# AUFGABE 1
Fasse den Absatz im Lesetext, der mit „Ich habe mein Arbeitsthema“ beginnt, als knappe Liste zusammen. Die wesentlichen Fakten müssen erhalten bleiben.
# AUFGABE 2
Führe den Lesetext über die Fetischisierung psychischer Krankheiten bei Frauen im Film nach seinem letzten Satz weiter.

# LESETEXT
________________
Leseliste, Forschungsideen

Ich habe mein Arbeitsthema rückgeführt auf eines, das mich ursprünglich bewegt hat und auch ausschlaggebend für meine Drehbuchtexte waren: die Vermarktung und Fetischisierung von psychischen Krankheiten bei Frauen, die mir bereits in vielen Filmen unangenehm aufgefallen ist und meine eigene Entwicklung als Künstlerin stark beeinflusst hat. Dieser Zwang zur Selbstdarstellung, nicht als Selbstzweck sondern als Performativität einer erlernten Weiblichkeit, ist letztendlich Hauptmotor meiner filmischen Arbeit. Um mein Wissen in diese Richtung zu erweitern, habe ich die folgenden drei Bücher aus der Universitätsbibliothek entlehnt: Female Forms: Experiencing and understanding disability (Carol Thomas), Diversity in Disney Films (Johnson Cheu), Transgressive Bodies (Niall Richardson). Ich möchte auf diese Weise eine wissenschaftliche Arbeitsgrundlage für Filmanalysen (möglicherweise Body & Soul – der Film, der mich zu dem Thema inspiriert hat) und die Weiterentwicklung meines Drehbuches schaffen.

Zu den anerkannten Beeinträchtigungen zählende psychische Krankheiten, deren Leidtragenden die Teilnahme am alltäglichen Leben durch soziale Hürden und systematische Ausgrenzung erschwert wird, wie es gemäß dem „social model of disability“ formuliert ist, werden auch im Film zum Opfer teils sexuell angehauchter Ausnutzung. Ist die Verwendung von weiblichen Charakteren mit psychischen Krankheiten in der Filmkunst eine lediglich als Inklusivität getarnte Fetischisierung? Allgemein kann man diese Frage nicht beantworten, aber ich möchte mich ihr anhand von Beispielen und wissenschaftlichen Arbeiten nähern.
________________
# DATENSATZ
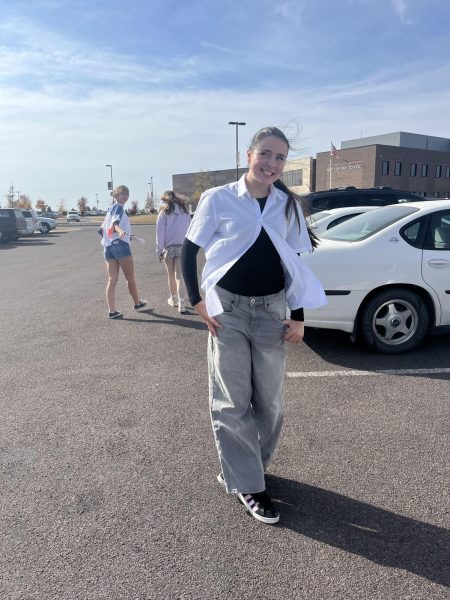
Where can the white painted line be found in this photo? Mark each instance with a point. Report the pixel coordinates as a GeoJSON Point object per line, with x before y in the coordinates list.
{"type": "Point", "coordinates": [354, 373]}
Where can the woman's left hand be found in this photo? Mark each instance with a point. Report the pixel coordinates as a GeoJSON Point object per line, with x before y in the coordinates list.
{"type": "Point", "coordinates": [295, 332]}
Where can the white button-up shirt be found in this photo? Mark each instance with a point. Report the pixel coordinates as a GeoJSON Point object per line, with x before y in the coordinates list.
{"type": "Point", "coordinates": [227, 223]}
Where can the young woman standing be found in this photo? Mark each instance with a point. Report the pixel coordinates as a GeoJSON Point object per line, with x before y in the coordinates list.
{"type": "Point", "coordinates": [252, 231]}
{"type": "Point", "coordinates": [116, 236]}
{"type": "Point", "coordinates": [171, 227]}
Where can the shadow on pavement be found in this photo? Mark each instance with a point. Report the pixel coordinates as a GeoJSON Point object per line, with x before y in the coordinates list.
________________
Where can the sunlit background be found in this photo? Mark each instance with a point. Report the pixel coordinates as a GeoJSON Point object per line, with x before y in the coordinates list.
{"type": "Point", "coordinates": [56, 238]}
________________
# LÖSUNG 1
- Arbeitsthema: Vermarktung und Fetischisierung psychischer Krankheiten bei Frauen im Film. Das Thema hat die Drehbuchtexte und die eigene Entwicklung als Künstlerin stark beeinflusst.
- Hauptmotor der filmischen Arbeit: der Zwang zur Selbstdarstellung als Performativität einer erlernten Weiblichkeit
- Aus der Universitätsbibliothek entlehnt: Female Forms: Experiencing and understanding disability (Carol Thomas), Diversity in Disney Films (Johnson Cheu), Transgressive Bodies (Niall Richardson)
- Ziel: eine wissenschaftliche Grundlage für Filmanalysen (möglicherweise zu Body & Soul, dem auslösenden Film) und für die Weiterentwicklung des Drehbuchs

# LÖSUNG 2
Die Notwendigkeit der Filmanalyse im Sinne der representation studies ergibt sich aus der fehlenden Nähe Betroffener zu anderen – Internet und Fernsehen sind für viele der erste und häufigste Berührpunkt mit Menschen, die unter einer bestimmten Beeinträchtigung leiden (s3 Transgressive bodies). Diese Berührpunkte gestalten sich in der heutigen Medienlandschaft divers, zum größten Teil als Folge moderner Marketingstrategien aber auch durch die Nutzung allgemein zugänglicher Kanäle von authentischen Repräsentativen. In Transgressive Bodies behandelt Niall Richardson auch die Art der Fehldarstellung, die nicht von einer Angst vor dem non-normativen Körper rührt, sondern bei der die Macht der kontemporären Kultur, den Körper zu formen als Sensation im Augenmerk steht. Ich denke, dieses Prinzip lässt sich auch auf den Geist ausweiten: viele Werke lassen die Krankheit selbst in den Hintergrund rücken, im Fokus steht der Auslöser der Krankheit oder die Bedeutung ihrer Symptome für eine Geschichte. So wird der Suizid der Mädchen in „Virgin Suicides“ zu einer Errungenschaft, einer fast magischen, bewundernswerten und doch mysteriösen Tat, während der Suizid von Jackson in „A star is born“ ein einschneidendes, traumatisierendes Erlebnis darstellt. In „On body & soul“ wird Márias Autismus inhaltlich mit der Schwäche und Verzweiflung in ihrer sonderbaren Liebesbeziehung mit Endre synonymisiert. Gerade um populäre Filme wie “Virgin Suicides” oder Serien wie “13 reasons why” bilden sich online Subkulturen, die die Charaktere im Film romantisieren. Was sind die genauen Unterschiede einer verherrlichenden und einer “gerechten” Darstellung einer psychischen Krankheit? Gibt es statistisch Unterschiede zwischen der Behandlung von männlichen und weiblichen Figuren in diesem Bereich?

In „Transgressive Bodies“ beschäftigt sich Niall Richardson unter anderem mit der kontroversen Körperintegritäts-Identitätsstörung – der krankhafte Wunsch, eine körperliche Behinderung zu erlangen. Gibt es Parallelen die beim Erschließen der Subkulturen die sich um psychisch kranke Filmfiguren drehen helfen können?